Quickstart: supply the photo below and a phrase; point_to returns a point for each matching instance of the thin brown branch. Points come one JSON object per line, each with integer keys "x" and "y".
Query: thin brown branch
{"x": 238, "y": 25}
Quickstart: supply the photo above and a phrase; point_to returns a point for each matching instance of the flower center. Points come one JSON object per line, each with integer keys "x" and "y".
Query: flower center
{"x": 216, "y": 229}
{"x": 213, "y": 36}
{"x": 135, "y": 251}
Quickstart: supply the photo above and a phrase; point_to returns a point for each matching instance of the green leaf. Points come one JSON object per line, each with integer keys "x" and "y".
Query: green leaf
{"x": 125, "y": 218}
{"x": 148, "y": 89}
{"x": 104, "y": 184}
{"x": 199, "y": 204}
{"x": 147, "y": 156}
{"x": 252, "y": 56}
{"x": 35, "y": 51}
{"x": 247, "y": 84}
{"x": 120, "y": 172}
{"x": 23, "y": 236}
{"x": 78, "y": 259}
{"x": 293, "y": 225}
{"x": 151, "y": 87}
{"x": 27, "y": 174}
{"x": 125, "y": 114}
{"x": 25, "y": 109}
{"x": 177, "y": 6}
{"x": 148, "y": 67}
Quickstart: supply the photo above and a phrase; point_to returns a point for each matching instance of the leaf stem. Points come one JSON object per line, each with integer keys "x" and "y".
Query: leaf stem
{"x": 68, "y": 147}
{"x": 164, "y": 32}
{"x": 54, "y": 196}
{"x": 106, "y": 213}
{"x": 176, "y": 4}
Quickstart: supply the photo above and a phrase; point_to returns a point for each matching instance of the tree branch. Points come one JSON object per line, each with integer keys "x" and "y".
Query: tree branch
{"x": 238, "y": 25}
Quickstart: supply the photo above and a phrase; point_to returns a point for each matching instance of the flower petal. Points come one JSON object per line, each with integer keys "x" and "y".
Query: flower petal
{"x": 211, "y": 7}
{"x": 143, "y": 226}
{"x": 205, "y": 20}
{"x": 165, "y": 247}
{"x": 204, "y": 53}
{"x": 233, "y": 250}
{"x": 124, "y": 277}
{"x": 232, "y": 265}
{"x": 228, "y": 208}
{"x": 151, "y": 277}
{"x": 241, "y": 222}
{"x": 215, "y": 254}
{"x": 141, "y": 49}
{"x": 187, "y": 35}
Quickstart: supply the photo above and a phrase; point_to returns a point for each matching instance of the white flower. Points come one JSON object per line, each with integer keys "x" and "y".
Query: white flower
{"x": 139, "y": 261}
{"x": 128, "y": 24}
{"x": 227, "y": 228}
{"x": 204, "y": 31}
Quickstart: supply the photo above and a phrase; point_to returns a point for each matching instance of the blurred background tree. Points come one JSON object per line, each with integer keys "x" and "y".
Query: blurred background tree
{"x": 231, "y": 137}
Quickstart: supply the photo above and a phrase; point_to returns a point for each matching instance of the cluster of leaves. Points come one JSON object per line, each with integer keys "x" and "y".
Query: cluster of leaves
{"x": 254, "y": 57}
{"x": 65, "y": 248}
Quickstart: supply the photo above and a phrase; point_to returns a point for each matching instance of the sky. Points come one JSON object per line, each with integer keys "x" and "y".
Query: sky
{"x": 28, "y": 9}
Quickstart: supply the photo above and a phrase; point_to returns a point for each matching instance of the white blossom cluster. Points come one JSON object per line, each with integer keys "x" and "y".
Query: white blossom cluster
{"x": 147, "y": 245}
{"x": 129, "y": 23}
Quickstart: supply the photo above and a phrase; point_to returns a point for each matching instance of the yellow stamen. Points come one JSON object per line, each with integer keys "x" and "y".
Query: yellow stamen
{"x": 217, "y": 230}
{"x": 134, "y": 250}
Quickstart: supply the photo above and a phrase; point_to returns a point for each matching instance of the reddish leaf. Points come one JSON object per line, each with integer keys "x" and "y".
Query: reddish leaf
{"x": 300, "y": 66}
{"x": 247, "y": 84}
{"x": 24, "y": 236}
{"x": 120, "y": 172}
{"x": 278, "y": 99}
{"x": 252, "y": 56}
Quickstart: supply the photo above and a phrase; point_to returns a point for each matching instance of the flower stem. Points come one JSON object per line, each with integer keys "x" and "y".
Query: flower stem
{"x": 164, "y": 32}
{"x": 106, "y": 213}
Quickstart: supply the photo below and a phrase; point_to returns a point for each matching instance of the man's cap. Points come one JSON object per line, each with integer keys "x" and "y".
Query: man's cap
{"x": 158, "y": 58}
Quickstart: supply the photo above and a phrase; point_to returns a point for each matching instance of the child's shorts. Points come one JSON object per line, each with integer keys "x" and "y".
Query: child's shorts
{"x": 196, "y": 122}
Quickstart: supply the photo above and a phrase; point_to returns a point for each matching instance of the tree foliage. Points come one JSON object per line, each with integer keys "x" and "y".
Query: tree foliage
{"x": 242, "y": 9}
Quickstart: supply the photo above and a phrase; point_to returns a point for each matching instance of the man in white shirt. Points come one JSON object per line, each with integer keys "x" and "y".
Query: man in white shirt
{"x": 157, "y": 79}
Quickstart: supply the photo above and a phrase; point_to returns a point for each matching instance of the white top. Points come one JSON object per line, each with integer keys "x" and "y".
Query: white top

· · · ·

Using the data above, repeat every line exactly.

• **Expected answer**
Quickstart: supply the photo below and a phrase; point_to returns a point for each matching instance of the thin brown branch. Points come one JSON object per line, each with integer keys "x" and "y".
Query: thin brown branch
{"x": 238, "y": 25}
Quickstart: supply the photo above and a phrase; point_to returns a point for each matching instance of the flower center. Points come one JSON object per line, each with integer keys "x" and "y".
Query: flower center
{"x": 216, "y": 229}
{"x": 213, "y": 36}
{"x": 135, "y": 251}
Quickstart: supply the photo above and a phrase; point_to returns a point for each matching instance of the green leaf. Points come one JSON object per line, each with integer keys "x" and "y".
Query: green leaf
{"x": 125, "y": 218}
{"x": 148, "y": 89}
{"x": 104, "y": 184}
{"x": 199, "y": 204}
{"x": 147, "y": 156}
{"x": 252, "y": 56}
{"x": 35, "y": 51}
{"x": 247, "y": 84}
{"x": 120, "y": 172}
{"x": 23, "y": 236}
{"x": 78, "y": 259}
{"x": 293, "y": 225}
{"x": 151, "y": 87}
{"x": 27, "y": 174}
{"x": 125, "y": 114}
{"x": 25, "y": 109}
{"x": 177, "y": 6}
{"x": 148, "y": 67}
Quickstart: supply the photo above and a phrase; point_to returns a point for each matching instance of the leaf stem. Points come one JSON object per line, each with integer keys "x" and "y".
Query: leaf stem
{"x": 68, "y": 147}
{"x": 164, "y": 32}
{"x": 54, "y": 196}
{"x": 106, "y": 213}
{"x": 176, "y": 4}
Quickstart: supply the photo above and a phrase; point_to returns a point for each matching instance of the tree branch. Points come one JSON object per line, each with integer keys "x" and "y".
Query: tree branch
{"x": 238, "y": 25}
Quickstart: supply the photo above and a phrase; point_to returns a point for each matching instance of the flower petal. Points come one JSON object per line, each with integer keys "x" and "y".
Query: flower petal
{"x": 211, "y": 7}
{"x": 143, "y": 226}
{"x": 205, "y": 20}
{"x": 165, "y": 247}
{"x": 204, "y": 53}
{"x": 233, "y": 250}
{"x": 124, "y": 277}
{"x": 232, "y": 265}
{"x": 228, "y": 208}
{"x": 151, "y": 277}
{"x": 241, "y": 222}
{"x": 215, "y": 254}
{"x": 141, "y": 49}
{"x": 187, "y": 35}
Quickstart: supply the photo above and a phrase; point_to returns a point for each matching instance of the white flower. Points come one JSON object per line, each with integer keys "x" and "y".
Query: white flower
{"x": 139, "y": 261}
{"x": 128, "y": 24}
{"x": 227, "y": 228}
{"x": 204, "y": 31}
Quickstart: supply the photo above and a phrase; point_to returns a point for each matching instance of the blurred background tree. Points come one JSON object per line, each with integer keys "x" and "y".
Query: blurred background tree
{"x": 231, "y": 137}
Quickstart: supply the photo above and a phrase; point_to returns a point for each matching instance of the cluster of leaves. Points come one JSON object per line, each with integer keys "x" and "y".
Query: cluster of leaves
{"x": 254, "y": 57}
{"x": 65, "y": 248}
Quickstart: supply the photo above and a phrase; point_to returns a point for each matching instance of the sky. Points come one JSON object per line, each with integer keys "x" and "y".
Query: sky
{"x": 28, "y": 9}
Quickstart: supply the photo above and a phrase; point_to returns a point for each matching instance of the white blossom cluster. Points come one JSON object per line, each with integer keys "x" and "y".
Query: white blossom cluster
{"x": 147, "y": 245}
{"x": 129, "y": 23}
Quickstart: supply the photo above and a phrase; point_to returns a point for each matching instance of the yellow stamen. Points come one JSON object per line, each with integer keys "x" and "y".
Query: yellow stamen
{"x": 217, "y": 230}
{"x": 134, "y": 250}
Quickstart: supply the photo above and a phrase; point_to returns a point for each matching instance of the reddish leaf. Points come one JSON object per line, each with integer keys "x" and "y".
Query: reddish leaf
{"x": 300, "y": 66}
{"x": 247, "y": 84}
{"x": 24, "y": 236}
{"x": 120, "y": 172}
{"x": 278, "y": 99}
{"x": 252, "y": 56}
Quickstart: supply the photo above and a phrase; point_to returns a point for each matching instance of the flower stem. Points come one JSON object per line, each with integer keys "x" and "y".
Query: flower stem
{"x": 164, "y": 32}
{"x": 106, "y": 213}
Quickstart: supply the photo below and a phrase; point_to returns a point for each matching instance of the man's cap. Points come one JSON object per line, each with integer keys "x" and "y".
Query: man's cap
{"x": 158, "y": 58}
Quickstart: supply the photo above and a phrase; point_to returns a point for each matching instance of the child's shorts. Points come one JSON object per line, each with integer keys "x" and "y".
Query: child's shorts
{"x": 196, "y": 122}
Quickstart: supply the photo above and a phrase; point_to returns a point for each matching instance of the tree foliage. Points come one JSON object per line, each with integer keys "x" and "y".
Query: tree foliage
{"x": 242, "y": 9}
Quickstart: supply the photo above and a phrase; point_to returns a point for each matching instance of the man in white shirt. Points come one JSON object per line, each with integer keys "x" and "y".
Query: man in white shirt
{"x": 157, "y": 79}
Quickstart: supply the photo above and a phrase; point_to returns a point for each matching instance of the white top. Points come one JSON object per line, each with integer keys "x" and "y".
Query: white top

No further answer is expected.